-- Supplied entries follows --

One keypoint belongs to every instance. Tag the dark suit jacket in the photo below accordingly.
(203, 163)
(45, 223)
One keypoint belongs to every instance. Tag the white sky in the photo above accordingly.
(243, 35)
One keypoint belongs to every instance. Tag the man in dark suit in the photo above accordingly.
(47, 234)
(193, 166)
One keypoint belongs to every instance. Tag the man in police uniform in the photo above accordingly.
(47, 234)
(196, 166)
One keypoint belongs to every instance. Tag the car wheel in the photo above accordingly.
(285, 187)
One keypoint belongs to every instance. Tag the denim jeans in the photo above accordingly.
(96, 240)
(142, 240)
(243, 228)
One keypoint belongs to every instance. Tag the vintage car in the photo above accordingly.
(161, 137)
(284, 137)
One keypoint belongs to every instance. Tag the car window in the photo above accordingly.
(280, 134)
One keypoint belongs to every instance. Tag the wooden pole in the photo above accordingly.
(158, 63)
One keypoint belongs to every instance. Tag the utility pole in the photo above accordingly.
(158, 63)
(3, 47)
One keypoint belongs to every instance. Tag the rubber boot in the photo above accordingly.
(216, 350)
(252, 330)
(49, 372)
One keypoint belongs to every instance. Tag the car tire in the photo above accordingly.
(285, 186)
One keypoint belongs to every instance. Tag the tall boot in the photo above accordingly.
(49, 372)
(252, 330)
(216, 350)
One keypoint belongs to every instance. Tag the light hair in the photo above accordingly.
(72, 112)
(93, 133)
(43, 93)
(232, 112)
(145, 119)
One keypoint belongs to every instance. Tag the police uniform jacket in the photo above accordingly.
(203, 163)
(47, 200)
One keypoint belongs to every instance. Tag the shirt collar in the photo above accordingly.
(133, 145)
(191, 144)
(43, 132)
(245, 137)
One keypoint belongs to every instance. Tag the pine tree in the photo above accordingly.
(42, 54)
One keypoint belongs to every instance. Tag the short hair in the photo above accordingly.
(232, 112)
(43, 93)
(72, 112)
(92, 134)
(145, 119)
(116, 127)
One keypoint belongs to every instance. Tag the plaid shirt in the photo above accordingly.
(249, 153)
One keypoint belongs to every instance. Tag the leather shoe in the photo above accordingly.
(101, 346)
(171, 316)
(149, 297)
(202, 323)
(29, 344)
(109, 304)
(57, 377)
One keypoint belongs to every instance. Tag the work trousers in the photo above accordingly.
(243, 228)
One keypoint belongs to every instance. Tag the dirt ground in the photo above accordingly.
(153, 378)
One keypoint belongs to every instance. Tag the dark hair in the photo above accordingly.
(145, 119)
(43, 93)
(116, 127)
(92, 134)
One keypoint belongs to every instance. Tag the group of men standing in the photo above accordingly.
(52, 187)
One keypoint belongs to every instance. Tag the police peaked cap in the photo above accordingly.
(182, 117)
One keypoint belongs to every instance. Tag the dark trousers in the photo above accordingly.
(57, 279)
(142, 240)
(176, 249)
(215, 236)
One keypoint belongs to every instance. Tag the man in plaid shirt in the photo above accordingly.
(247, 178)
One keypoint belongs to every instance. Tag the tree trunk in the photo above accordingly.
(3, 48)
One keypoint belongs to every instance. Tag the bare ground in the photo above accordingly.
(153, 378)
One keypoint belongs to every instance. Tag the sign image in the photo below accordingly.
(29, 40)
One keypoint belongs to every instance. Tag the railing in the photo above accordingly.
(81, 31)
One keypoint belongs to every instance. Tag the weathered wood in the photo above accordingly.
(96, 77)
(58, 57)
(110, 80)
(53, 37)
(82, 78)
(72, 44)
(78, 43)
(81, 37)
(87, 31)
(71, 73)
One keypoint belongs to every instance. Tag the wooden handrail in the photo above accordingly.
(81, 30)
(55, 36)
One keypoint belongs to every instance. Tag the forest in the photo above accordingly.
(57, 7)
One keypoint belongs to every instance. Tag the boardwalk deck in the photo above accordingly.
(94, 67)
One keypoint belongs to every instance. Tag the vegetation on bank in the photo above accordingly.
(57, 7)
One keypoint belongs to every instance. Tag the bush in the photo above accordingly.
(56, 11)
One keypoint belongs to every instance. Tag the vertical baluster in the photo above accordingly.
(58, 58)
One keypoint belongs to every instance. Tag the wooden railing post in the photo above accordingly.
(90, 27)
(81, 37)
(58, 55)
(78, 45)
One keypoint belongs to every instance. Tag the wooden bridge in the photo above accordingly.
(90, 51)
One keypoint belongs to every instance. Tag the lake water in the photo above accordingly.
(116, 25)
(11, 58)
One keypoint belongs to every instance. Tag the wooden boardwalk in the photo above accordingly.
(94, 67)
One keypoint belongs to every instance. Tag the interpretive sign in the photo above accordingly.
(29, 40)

-- Supplied entries concluded --

• Task statement: Return each line above precisely as written.

• Answer space:
One keypoint belongs to every instance. Tag the dark suit jacket in the photo below accordingly.
(203, 163)
(45, 223)
One keypoint belongs to every instance. Tag the white sky in the photo above accordingly.
(243, 35)
One keypoint belongs to every instance. Tag the man in dark suit in the photo above accordingly.
(47, 234)
(193, 166)
One keypoint belongs to every instance. Tag the man in police uniform in the photo above accordingly.
(47, 234)
(196, 166)
One keypoint belongs to every instance. Tag the car wheel in the photo above accordingly.
(285, 187)
One keypoint belongs to every instance. Tag the denim jeans in the photo above accordingly.
(96, 240)
(142, 240)
(243, 228)
One keypoint belongs to every instance. Tag the vintage car in the photo above accordingly.
(161, 137)
(284, 137)
One keypoint belongs to every instance. Tag the car window in the photo above accordingly.
(280, 134)
One keypoint belongs to every instance. Tag the wooden pole in the photo above accordingly.
(158, 63)
One keypoint belongs to every instance. Tag the utility pole in the photo above accordingly.
(158, 63)
(3, 47)
One keypoint belongs to every instance. Tag the rubber boot in the photo above accordingly.
(216, 350)
(252, 330)
(49, 372)
One keypoint belongs to every instance. Tag the car tire in the photo above accordingly.
(285, 186)
One keypoint belongs to every instance. Tag the tall boot in the photo above accordingly.
(49, 372)
(252, 330)
(216, 350)
One keypoint belongs to every instance. Tag the light hair in the photo above accordingly.
(72, 112)
(93, 133)
(43, 93)
(232, 112)
(145, 119)
One keypoint belongs to every instance. Tag the police uniform jacket in the photo above accordingly.
(203, 163)
(47, 200)
One keypoint belongs to every instance. Tag the shirt collar in the photo above accordingly.
(133, 145)
(191, 144)
(43, 132)
(245, 137)
One keypoint belongs to every instance. Tag the pine tree in the photo above accordingly.
(42, 54)
One keypoint belongs to every instance. Tag the short hair in the photo above accordingly.
(232, 112)
(43, 93)
(72, 112)
(92, 134)
(145, 119)
(116, 127)
One keypoint belongs to every instance. Tag the plaid shirt in the photo above accordingly.
(249, 153)
One keypoint belongs to every instance. Tag the leather shoe in the photo above accordingly.
(101, 346)
(171, 316)
(149, 297)
(202, 323)
(29, 344)
(109, 304)
(57, 377)
One keypoint belongs to every instance. Tag the work trousers in the photo above accordingly.
(243, 228)
One keypoint belongs to every instance. Tag the dirt ground in the photo above accordingly.
(153, 378)
One keypoint belongs to every instance. Tag the dark hair in the photo above accordingly.
(145, 119)
(43, 93)
(116, 127)
(92, 134)
One keypoint belongs to every instance. Tag the group of men standing in the photo above accordingly.
(52, 187)
One keypoint belongs to every instance. Tag the police peaked cap in the photo above accordingly.
(182, 117)
One keypoint belongs to every instance. Tag the dark trousers in the photo above accordingly.
(57, 279)
(142, 240)
(176, 249)
(215, 236)
One keypoint belongs to every instance. Tag the man in plaid shirt in the photo above accordingly.
(247, 178)
One keypoint belongs to every instance. Tag the tree trunk in the photo above accordingly.
(3, 48)
One keypoint belongs to every instance. Tag the bare ground in the photo above accordingly.
(153, 378)
One keypoint belongs to every instance. Tag the sign image in the photo below accordingly.
(29, 40)
One keypoint belongs to every instance. Tag the railing in the photo above accordingly.
(81, 31)
One keypoint belongs to every instance. Tag the weathered wood in the photo above accordingly.
(96, 77)
(58, 57)
(110, 80)
(53, 37)
(82, 78)
(72, 44)
(78, 43)
(81, 37)
(87, 31)
(71, 73)
One keypoint belongs to every instance. Tag the wooden handrail in the photo above accordingly.
(81, 30)
(55, 36)
One keypoint belongs to every instance. Tag the forest in the photo above accordingly.
(57, 7)
One keypoint belongs to every instance. Tag the boardwalk deck in the photo above accordingly.
(94, 67)
One keypoint belongs to every instance. Tag the vegetation on bank in the photo above accordingly.
(57, 7)
One keypoint belongs to every instance. Tag the bush in the photo above accordingly.
(56, 11)
One keypoint belongs to every instance. Tag the vertical baluster in the photo above accordingly.
(58, 58)
One keypoint belongs to every instance. Tag the wooden railing post in the photo above accordingly.
(90, 27)
(81, 37)
(58, 55)
(78, 45)
One keypoint belongs to every instance. Tag the wooden bridge in the photo above accordingly.
(90, 51)
One keypoint belongs to every instance. Tag the lake water in the photo above accordingly.
(116, 25)
(11, 58)
One keypoint belongs to every instance. Tag the wooden boardwalk in the photo above accordingly.
(94, 67)
One keypoint belongs to every instance. Tag the interpretive sign in the photo above accordingly.
(29, 40)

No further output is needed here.